# START OF Source extract

Theatre in the Park: David Wood's Bodacious Musical Briarpatch Introduces B'rer Rabbit and Buddies to 21st-Century Theatergoers

July 20, 2006 - Raleigh, NC:

To slightly paraphrase a familiar lyric from Walt Disney’s Song of the South (1946): -Zip-a-dee-doo-dah, zip-a-dee-ay / My, oh my what a wonderful play! - Theatre in the Park executive and artistic director Ira David Wood III's bodacious original musical comedy Briarpatch re-introduces B'rer Rabbit and his four-legged furry buddies to 21st-century theatergoers. There is "[p]lenty of sunshine" in Wood's picaresque plot and his sprightly score, which blends live vocals with Wood's own lively instrumental accompaniment (prerecorded on his computer).

David Henderson is a delight as that consummate trickster and irrepressible braggart B'rer Rabbit; and Heather Shinpaugh is sweet as Mrs. Rabbit, the devoted wife and mother to Star, Foo Foo, and Fiona Rabbit (Leah Ferrell, Caitlin Raab, and Fiona Raab) - the loving family that B'rer Rabbit abandons when he flees the Briarpatch for the Big City after B'rer Turtle (Mike Raab) humiliates him by beating him in a down-home version of Aesop's Fable of the Tortoise and the Hare.

Mike Raab is a scream as the scrappy, thin-skinned, corncob-pipe-smoking B'rer Turtle; Janis K. Coville is suitably slinky - and scary - as city-cat chanteuse and nefarious nightclub owner Oonie Maroo; David Moore is funny as the tightly wound Reverend Beaver; Brian Scott contributes a lovely version of "Country" as Hound Dog; and Bob Martin is regal as King Lion.

# END OF Source extract

* [What is asked]:
[1] In the Briarpatch review, who plays B'rer Turtle?
[2] Reproduce word for word the passage of the Briarpatch review between "Mike Raab is" and "as King Lion.", inclusive.
[3] Does the Briarpatch review support each statement? (a) Wood's instrumental accompaniment is performed live. (b) Heather Shinpaugh plays Mrs. Rabbit. (c) B'rer Rabbit leaves for the Big City after B'rer Turtle beats him.

# START OF Data extract

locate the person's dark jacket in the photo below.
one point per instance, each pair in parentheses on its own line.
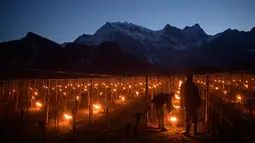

# END OF Data extract

* [Full solutions]:
[1] Mike Raab

[2]
Mike Raab is a scream as the scrappy, thin-skinned, corncob-pipe-smoking B'rer Turtle; Janis K. Coville is suitably slinky - and scary - as city-cat chanteuse and nefarious nightclub owner Oonie Maroo; David Moore is funny as the tightly wound Reverend Beaver; Brian Scott contributes a lovely version of "Country" as Hound Dog; and Bob Martin is regal as King Lion.

[3]
(a) No: "prerecorded on his computer"
(b) Yes: "Heather Shinpaugh is sweet as Mrs. Rabbit"
(c) Yes: "flees the Briarpatch for the Big City after B'rer Turtle (Mike Raab) humiliates him by beating him"